▶ **Data supplied**:

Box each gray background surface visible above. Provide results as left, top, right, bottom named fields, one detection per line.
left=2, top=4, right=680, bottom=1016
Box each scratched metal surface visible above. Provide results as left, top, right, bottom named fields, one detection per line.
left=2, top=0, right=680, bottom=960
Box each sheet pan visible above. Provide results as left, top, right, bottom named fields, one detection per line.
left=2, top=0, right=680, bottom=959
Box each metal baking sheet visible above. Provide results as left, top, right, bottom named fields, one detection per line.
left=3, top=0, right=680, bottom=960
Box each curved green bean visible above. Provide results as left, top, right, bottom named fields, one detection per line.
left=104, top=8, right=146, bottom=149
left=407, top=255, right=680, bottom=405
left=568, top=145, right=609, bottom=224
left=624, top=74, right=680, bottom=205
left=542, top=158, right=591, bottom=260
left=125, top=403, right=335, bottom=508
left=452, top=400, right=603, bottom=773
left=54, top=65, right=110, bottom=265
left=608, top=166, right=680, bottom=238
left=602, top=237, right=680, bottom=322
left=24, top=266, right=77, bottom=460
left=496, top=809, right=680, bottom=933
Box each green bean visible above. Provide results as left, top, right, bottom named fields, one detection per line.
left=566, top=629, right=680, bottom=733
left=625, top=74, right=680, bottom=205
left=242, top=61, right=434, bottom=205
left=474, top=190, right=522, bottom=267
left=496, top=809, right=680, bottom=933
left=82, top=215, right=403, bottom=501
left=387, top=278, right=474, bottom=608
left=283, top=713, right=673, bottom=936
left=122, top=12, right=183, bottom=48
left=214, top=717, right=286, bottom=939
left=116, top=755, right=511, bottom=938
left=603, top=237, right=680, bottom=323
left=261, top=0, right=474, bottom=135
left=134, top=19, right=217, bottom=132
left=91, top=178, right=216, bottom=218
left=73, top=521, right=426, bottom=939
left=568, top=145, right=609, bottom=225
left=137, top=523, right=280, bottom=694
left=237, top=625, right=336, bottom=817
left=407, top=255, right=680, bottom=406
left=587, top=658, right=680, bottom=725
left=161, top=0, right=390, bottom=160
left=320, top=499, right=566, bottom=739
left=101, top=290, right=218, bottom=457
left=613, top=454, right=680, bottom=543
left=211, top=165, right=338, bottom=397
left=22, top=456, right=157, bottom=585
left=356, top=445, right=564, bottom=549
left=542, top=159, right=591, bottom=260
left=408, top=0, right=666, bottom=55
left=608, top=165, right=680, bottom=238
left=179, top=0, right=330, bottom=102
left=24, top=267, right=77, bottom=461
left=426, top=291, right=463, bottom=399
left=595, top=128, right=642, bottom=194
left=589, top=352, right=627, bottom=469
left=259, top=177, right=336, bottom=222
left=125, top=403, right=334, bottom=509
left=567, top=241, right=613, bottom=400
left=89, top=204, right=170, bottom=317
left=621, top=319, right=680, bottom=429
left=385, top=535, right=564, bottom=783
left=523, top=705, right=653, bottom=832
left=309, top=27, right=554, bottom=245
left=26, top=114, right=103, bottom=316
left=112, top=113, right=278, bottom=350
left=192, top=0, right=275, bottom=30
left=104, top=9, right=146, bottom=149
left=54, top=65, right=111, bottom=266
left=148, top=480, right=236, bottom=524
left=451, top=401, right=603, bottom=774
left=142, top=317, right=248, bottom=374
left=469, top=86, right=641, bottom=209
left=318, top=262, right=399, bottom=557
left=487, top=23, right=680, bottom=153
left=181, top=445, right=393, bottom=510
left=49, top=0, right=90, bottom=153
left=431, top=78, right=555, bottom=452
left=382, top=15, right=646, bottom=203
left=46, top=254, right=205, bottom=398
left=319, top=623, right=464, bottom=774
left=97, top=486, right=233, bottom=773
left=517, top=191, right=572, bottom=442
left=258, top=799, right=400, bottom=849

▶ **Action item**: Transcribe all records exactly as written.

▶ **Reply**:
Box each gray background surface visible above. Provide results as left, top, right, bottom named fields, one detection per line.
left=2, top=4, right=680, bottom=1016
Box each scratched metal surface visible above. Provide results as left, top, right, bottom named fields, one detection per line.
left=2, top=0, right=680, bottom=960
Box each sheet pan visible above. Provide results as left, top, right, bottom named fields, one detection per line.
left=2, top=0, right=680, bottom=959
Box each metal baking sheet visible above. Provide results as left, top, right, bottom named fields, one detection per line.
left=3, top=0, right=680, bottom=960
Box each curved green bean visible above. Provide results as left, top, right, bottom named fields, one detection per line.
left=104, top=8, right=146, bottom=149
left=407, top=255, right=680, bottom=405
left=568, top=145, right=609, bottom=224
left=624, top=74, right=680, bottom=205
left=542, top=158, right=591, bottom=260
left=125, top=403, right=335, bottom=508
left=452, top=400, right=603, bottom=773
left=54, top=65, right=110, bottom=265
left=608, top=166, right=680, bottom=238
left=602, top=237, right=680, bottom=322
left=24, top=266, right=77, bottom=460
left=496, top=809, right=680, bottom=933
Box each green bean visible above. Provide results as left, top, right, bottom named fields, one detection per line.
left=566, top=629, right=680, bottom=733
left=625, top=74, right=680, bottom=205
left=242, top=61, right=434, bottom=205
left=474, top=190, right=522, bottom=267
left=496, top=809, right=680, bottom=933
left=82, top=215, right=403, bottom=501
left=387, top=278, right=474, bottom=608
left=283, top=713, right=673, bottom=936
left=122, top=12, right=183, bottom=48
left=214, top=717, right=286, bottom=939
left=116, top=755, right=511, bottom=938
left=603, top=237, right=680, bottom=323
left=261, top=0, right=474, bottom=135
left=134, top=19, right=217, bottom=132
left=91, top=178, right=216, bottom=218
left=73, top=521, right=426, bottom=939
left=568, top=145, right=609, bottom=225
left=137, top=523, right=280, bottom=694
left=237, top=625, right=336, bottom=817
left=407, top=255, right=680, bottom=406
left=587, top=658, right=680, bottom=725
left=161, top=0, right=390, bottom=160
left=320, top=499, right=566, bottom=739
left=101, top=290, right=218, bottom=457
left=613, top=454, right=680, bottom=543
left=211, top=165, right=338, bottom=397
left=22, top=456, right=157, bottom=585
left=356, top=445, right=564, bottom=549
left=542, top=159, right=591, bottom=260
left=408, top=0, right=666, bottom=55
left=608, top=165, right=680, bottom=238
left=179, top=0, right=330, bottom=102
left=24, top=267, right=77, bottom=461
left=426, top=291, right=463, bottom=399
left=595, top=128, right=642, bottom=194
left=589, top=352, right=627, bottom=469
left=259, top=177, right=336, bottom=222
left=125, top=403, right=334, bottom=509
left=567, top=241, right=613, bottom=400
left=89, top=204, right=170, bottom=317
left=621, top=319, right=680, bottom=429
left=385, top=535, right=564, bottom=783
left=523, top=705, right=653, bottom=832
left=309, top=27, right=554, bottom=245
left=26, top=114, right=103, bottom=316
left=112, top=113, right=278, bottom=350
left=192, top=0, right=275, bottom=30
left=104, top=9, right=146, bottom=149
left=54, top=65, right=111, bottom=266
left=148, top=480, right=236, bottom=524
left=451, top=401, right=603, bottom=774
left=142, top=317, right=248, bottom=374
left=469, top=86, right=641, bottom=209
left=318, top=262, right=399, bottom=557
left=487, top=23, right=680, bottom=153
left=181, top=445, right=393, bottom=510
left=49, top=0, right=90, bottom=153
left=431, top=78, right=555, bottom=452
left=382, top=15, right=646, bottom=203
left=46, top=254, right=205, bottom=398
left=319, top=623, right=464, bottom=774
left=97, top=486, right=233, bottom=773
left=517, top=191, right=572, bottom=442
left=258, top=799, right=400, bottom=849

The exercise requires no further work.